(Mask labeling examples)
+---+
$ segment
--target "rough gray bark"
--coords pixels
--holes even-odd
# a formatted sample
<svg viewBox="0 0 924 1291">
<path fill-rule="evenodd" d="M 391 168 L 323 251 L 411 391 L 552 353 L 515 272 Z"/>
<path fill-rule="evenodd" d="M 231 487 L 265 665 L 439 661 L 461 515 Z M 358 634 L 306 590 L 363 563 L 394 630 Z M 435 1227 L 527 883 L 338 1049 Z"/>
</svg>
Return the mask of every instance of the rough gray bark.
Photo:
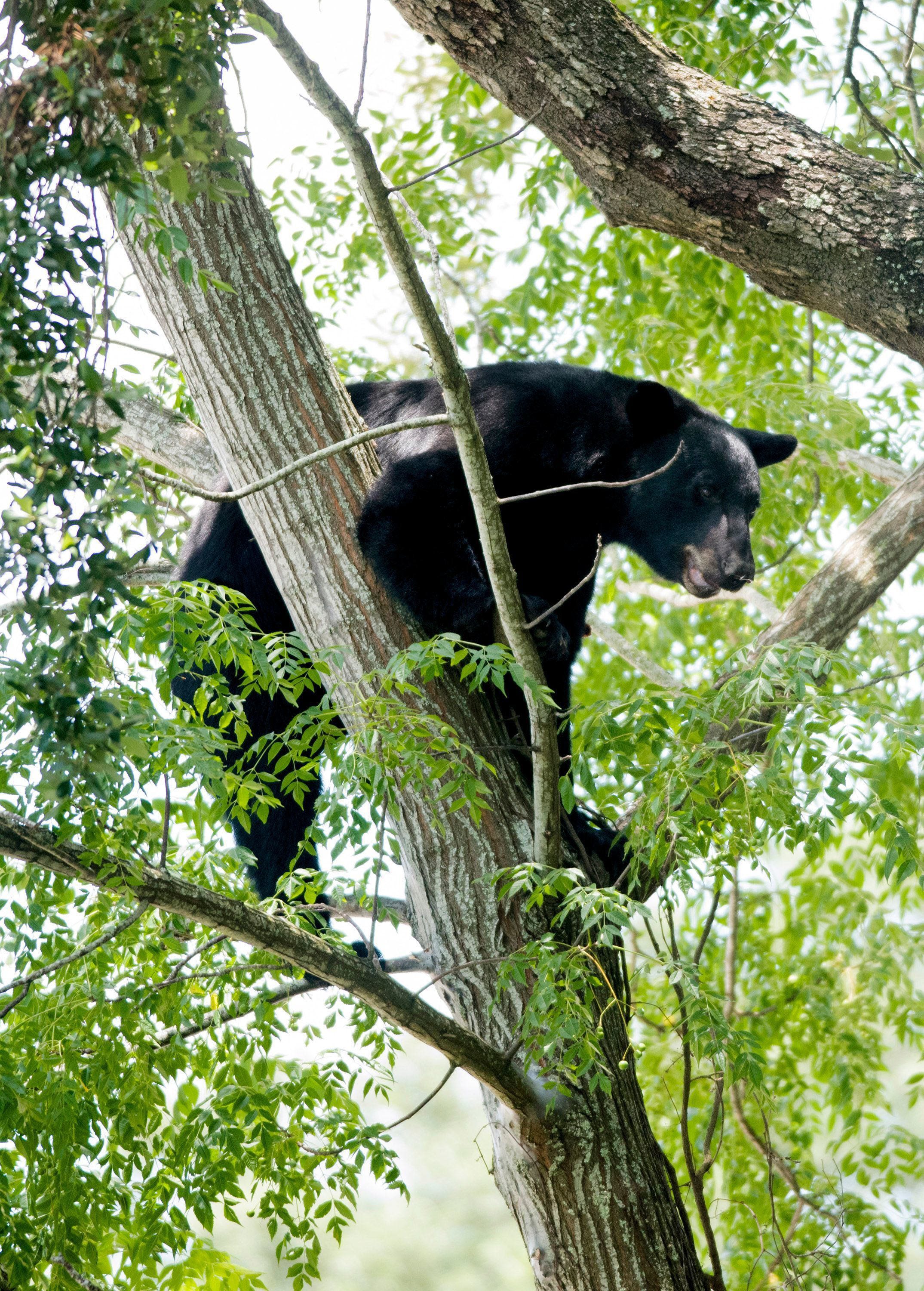
<svg viewBox="0 0 924 1291">
<path fill-rule="evenodd" d="M 924 466 L 867 515 L 786 612 L 758 636 L 754 653 L 776 642 L 810 640 L 838 649 L 866 611 L 924 547 Z"/>
<path fill-rule="evenodd" d="M 610 0 L 392 0 L 607 219 L 685 238 L 776 296 L 924 359 L 924 181 L 688 67 Z"/>
<path fill-rule="evenodd" d="M 246 195 L 223 207 L 174 208 L 197 266 L 234 294 L 183 287 L 156 252 L 125 245 L 145 294 L 186 376 L 203 427 L 232 485 L 361 427 L 298 292 L 266 208 Z M 363 692 L 363 674 L 412 638 L 365 567 L 354 520 L 376 469 L 370 451 L 245 498 L 248 522 L 298 630 L 310 646 L 343 651 L 338 680 Z M 447 683 L 419 707 L 471 744 L 497 744 L 488 701 Z M 502 737 L 501 737 L 502 738 Z M 498 911 L 485 879 L 532 857 L 532 804 L 516 768 L 498 763 L 494 809 L 480 826 L 463 812 L 434 825 L 422 791 L 408 788 L 395 821 L 412 923 L 437 972 L 496 958 L 523 942 L 514 908 Z M 440 989 L 453 1016 L 503 1050 L 521 1008 L 511 993 L 490 1011 L 496 966 L 475 964 Z M 613 967 L 618 980 L 618 963 Z M 627 1047 L 619 1011 L 607 1015 L 616 1066 Z M 576 1090 L 537 1124 L 487 1099 L 498 1184 L 528 1242 L 543 1291 L 702 1291 L 705 1278 L 679 1194 L 648 1124 L 634 1069 L 613 1097 Z"/>
<path fill-rule="evenodd" d="M 348 990 L 382 1017 L 425 1044 L 437 1048 L 457 1066 L 471 1072 L 520 1115 L 532 1121 L 539 1114 L 536 1090 L 503 1053 L 472 1032 L 458 1026 L 445 1013 L 431 1008 L 387 972 L 376 968 L 370 961 L 357 959 L 336 942 L 303 932 L 284 915 L 267 914 L 257 906 L 190 883 L 159 866 L 141 864 L 129 868 L 107 857 L 89 859 L 79 847 L 61 843 L 40 825 L 5 811 L 0 811 L 0 853 L 19 857 L 66 878 L 120 888 L 134 900 L 146 901 L 159 910 L 181 914 L 203 927 L 218 928 L 235 941 L 258 950 L 271 950 L 284 963 Z"/>
</svg>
+---+
__Problem__
Could you shift the answer markup by 10, adding 10 to every number in it, both the viewBox values and the path coordinates, while copying the data from its start through the line holding "610 0 L 392", inclusive? Leave the requests and their sample markup unchanged, and omit the pictures.

__Finished exercise__
$ segment
--target "rough gray bark"
--coords pixels
--holes even-odd
# a formatted sample
<svg viewBox="0 0 924 1291">
<path fill-rule="evenodd" d="M 391 168 L 323 251 L 411 391 L 552 353 L 515 272 Z"/>
<path fill-rule="evenodd" d="M 231 487 L 265 665 L 439 661 L 461 515 Z M 358 634 L 306 590 L 363 563 L 394 630 Z M 435 1227 L 527 883 L 338 1049 Z"/>
</svg>
Return the mask of every instance of the rough gray bark.
Photo:
<svg viewBox="10 10 934 1301">
<path fill-rule="evenodd" d="M 934 476 L 877 525 L 796 622 L 768 646 L 764 663 L 786 652 L 820 650 L 848 659 L 876 621 L 934 557 Z"/>
<path fill-rule="evenodd" d="M 620 10 L 402 10 L 617 229 L 695 248 L 786 306 L 934 369 L 934 191 L 698 77 Z"/>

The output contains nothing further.